• _Brief_: Rewrite the listing below as a numbered list with blank lines omitted, and leave the pictures out of your output.

** BEGIN **

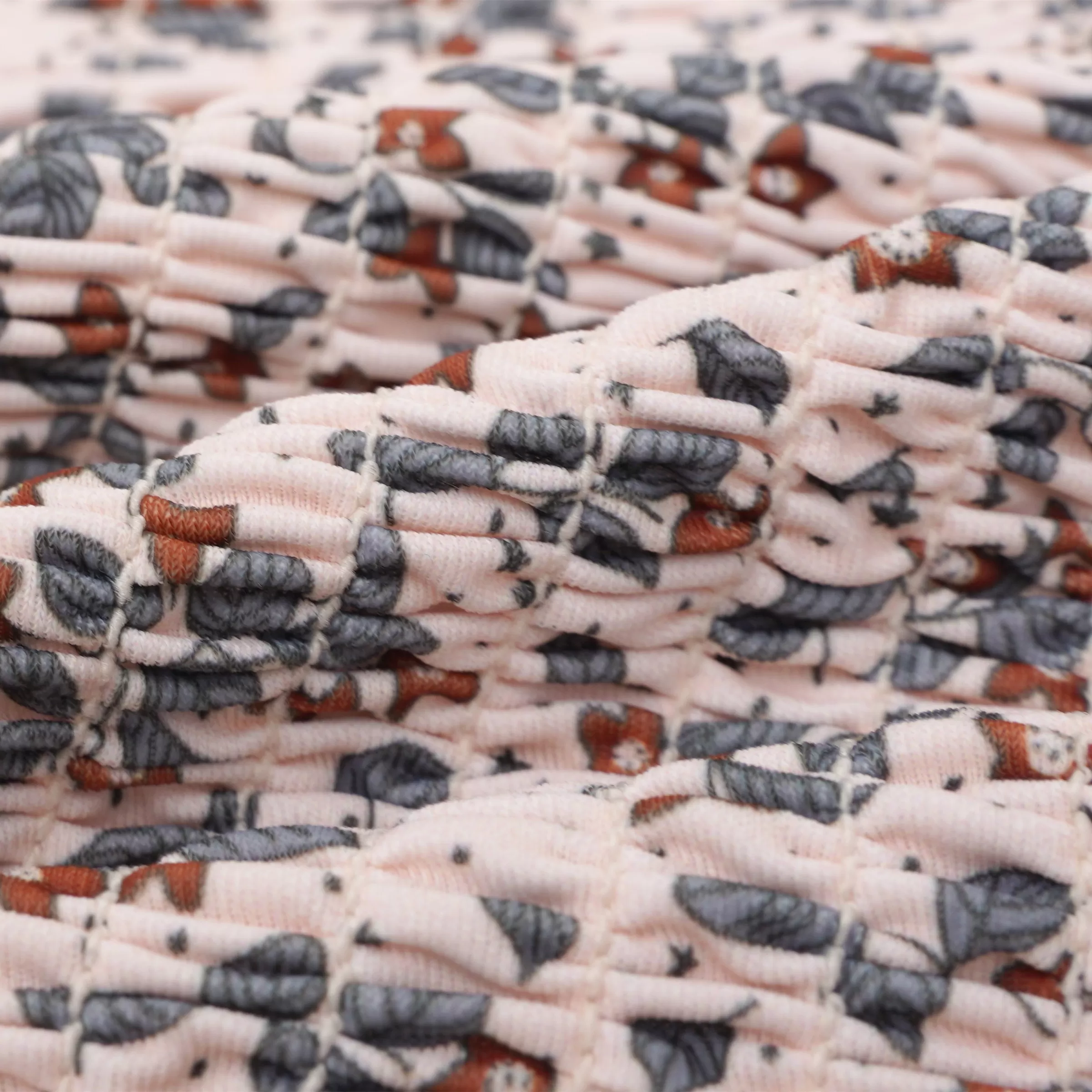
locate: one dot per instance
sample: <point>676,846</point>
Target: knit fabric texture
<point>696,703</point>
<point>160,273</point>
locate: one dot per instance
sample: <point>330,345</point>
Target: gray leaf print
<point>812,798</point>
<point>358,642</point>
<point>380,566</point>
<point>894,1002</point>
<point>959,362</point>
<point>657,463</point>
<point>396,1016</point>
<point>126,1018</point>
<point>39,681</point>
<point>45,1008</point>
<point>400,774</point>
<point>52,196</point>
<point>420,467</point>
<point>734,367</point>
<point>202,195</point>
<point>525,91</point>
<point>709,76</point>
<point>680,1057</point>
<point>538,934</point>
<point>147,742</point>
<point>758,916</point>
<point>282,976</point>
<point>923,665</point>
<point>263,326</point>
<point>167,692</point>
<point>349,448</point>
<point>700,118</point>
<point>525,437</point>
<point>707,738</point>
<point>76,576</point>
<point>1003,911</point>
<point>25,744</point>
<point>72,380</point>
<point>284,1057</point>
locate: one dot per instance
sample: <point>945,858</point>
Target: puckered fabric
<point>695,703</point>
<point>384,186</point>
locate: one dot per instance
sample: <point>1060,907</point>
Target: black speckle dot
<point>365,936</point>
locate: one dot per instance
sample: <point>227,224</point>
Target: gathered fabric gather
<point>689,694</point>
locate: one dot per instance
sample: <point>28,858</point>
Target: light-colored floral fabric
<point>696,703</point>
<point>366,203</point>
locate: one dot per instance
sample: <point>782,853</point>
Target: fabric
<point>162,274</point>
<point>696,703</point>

** END **

• _Solution to this exercise_:
1. locate: one dot per instance
2. sample: <point>676,846</point>
3. Target: knit fabric texture
4. <point>696,703</point>
5. <point>160,273</point>
6. locate: one dot per instance
7. sample: <point>330,345</point>
8. Target: gray leaf print
9. <point>812,798</point>
10. <point>358,642</point>
11. <point>380,566</point>
12. <point>894,1002</point>
13. <point>959,362</point>
14. <point>657,463</point>
15. <point>396,1016</point>
16. <point>126,1018</point>
17. <point>39,681</point>
18. <point>45,1008</point>
19. <point>400,774</point>
20. <point>52,196</point>
21. <point>420,467</point>
22. <point>734,367</point>
23. <point>202,195</point>
24. <point>525,91</point>
25. <point>709,76</point>
26. <point>680,1057</point>
27. <point>538,934</point>
28. <point>147,742</point>
29. <point>758,916</point>
30. <point>282,976</point>
31. <point>923,665</point>
32. <point>263,326</point>
33. <point>167,692</point>
34. <point>349,448</point>
35. <point>700,118</point>
36. <point>525,437</point>
37. <point>707,738</point>
38. <point>76,576</point>
39. <point>1003,911</point>
40. <point>25,744</point>
41. <point>72,380</point>
42. <point>284,1057</point>
43. locate: one dot per instance
44. sample: <point>945,858</point>
45. Target: puckered fabric
46. <point>695,703</point>
47. <point>384,186</point>
48. locate: one dot per instance
49. sample: <point>1060,907</point>
50. Target: black speckle dot
51. <point>365,936</point>
52. locate: one dot per instance
53. sample: <point>227,224</point>
54. Target: gathered fabric gather
55. <point>689,694</point>
56. locate: one dot per instance
57. sample: <point>28,858</point>
58. Target: light-colored floral fabric
59. <point>696,703</point>
60. <point>366,203</point>
61. locate: one dot per instance
62. sample: <point>782,853</point>
63. Target: fabric
64. <point>162,274</point>
65. <point>696,703</point>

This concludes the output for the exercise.